-- Start of Record set --

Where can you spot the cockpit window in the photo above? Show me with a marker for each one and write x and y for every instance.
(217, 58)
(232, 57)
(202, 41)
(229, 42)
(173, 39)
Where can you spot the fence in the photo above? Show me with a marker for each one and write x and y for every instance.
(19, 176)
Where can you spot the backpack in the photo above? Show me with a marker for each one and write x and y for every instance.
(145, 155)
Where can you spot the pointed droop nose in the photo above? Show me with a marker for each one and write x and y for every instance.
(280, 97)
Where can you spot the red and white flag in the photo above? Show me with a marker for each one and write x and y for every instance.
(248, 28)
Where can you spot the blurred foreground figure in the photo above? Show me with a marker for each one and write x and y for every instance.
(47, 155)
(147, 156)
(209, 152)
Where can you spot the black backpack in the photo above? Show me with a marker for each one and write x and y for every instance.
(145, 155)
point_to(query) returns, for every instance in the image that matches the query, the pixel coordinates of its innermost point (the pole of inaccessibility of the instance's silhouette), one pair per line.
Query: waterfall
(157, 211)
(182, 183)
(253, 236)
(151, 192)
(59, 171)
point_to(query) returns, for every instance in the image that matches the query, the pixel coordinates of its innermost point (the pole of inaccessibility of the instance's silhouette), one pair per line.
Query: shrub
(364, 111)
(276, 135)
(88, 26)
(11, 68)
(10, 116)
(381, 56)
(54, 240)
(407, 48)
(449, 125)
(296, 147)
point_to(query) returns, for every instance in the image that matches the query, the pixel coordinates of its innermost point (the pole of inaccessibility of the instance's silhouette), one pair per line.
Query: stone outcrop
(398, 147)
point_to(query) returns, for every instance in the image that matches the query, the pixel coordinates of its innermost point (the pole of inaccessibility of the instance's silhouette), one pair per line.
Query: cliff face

-- End of Record set --

* _Given instruction_
Set out all of the data above as a numbered list, one entry per line, leaving out any blank lines.

* _Written solution_
1. Where can you spot the cockpit window in the photo above? Show me with a marker for each one and write x and y for every instance.
2. (217, 58)
3. (232, 57)
4. (202, 41)
5. (229, 42)
6. (173, 39)
7. Where can you spot the fence in the photo above? Show me with a marker for each one and write x and y for every instance.
8. (19, 176)
9. Where can you spot the backpack in the photo above? Show me with a marker for each one and write x and y for every instance.
10. (145, 155)
11. Where can you spot the pointed droop nose in the photo above? Show me with a marker for each one and write x and y for every instance.
12. (280, 97)
13. Where can you spot the red and white flag in the photo above? Show me with a marker for each one and write x and y for every instance.
14. (248, 28)
15. Where can you spot the blurred foreground figure in the photo above? Show me with a marker for each one and write x and y for every instance.
16. (47, 155)
17. (147, 156)
18. (209, 152)
19. Where can you spot the black backpack in the photo above? Show me with a marker for each one and write x and y for every instance.
20. (145, 155)
21. point_to(query) returns, for every instance in the image that matches the query, the pixel coordinates of its innermost point (the pole of inaccessibility of the instance's silhouette), one pair per line.
22. Query: waterfall
23. (157, 211)
24. (182, 183)
25. (253, 236)
26. (151, 192)
27. (59, 171)
28. point_to(query) returns, for every instance in the image that matches the query, the pixel coordinates of its innermost point (the pole of inaccessibility of the instance's silhouette), one pair per line.
29. Query: shrub
30. (364, 111)
31. (276, 135)
32. (88, 26)
33. (11, 68)
34. (10, 116)
35. (381, 56)
36. (54, 240)
37. (407, 48)
38. (449, 125)
39. (296, 147)
40. point_to(query) returns, for every instance in the image that matches the query, the pixel coordinates of its innermost point (the pole of inaccessibility of the instance's silhouette), one pair per line.
41. Query: stone outcrop
42. (398, 147)
43. point_to(query) returns, for every instance in the image that matches the query, the pixel coordinates of its innermost point (the pole of inaccessibility of the instance's silhouette), one pair per line.
44. Query: cliff face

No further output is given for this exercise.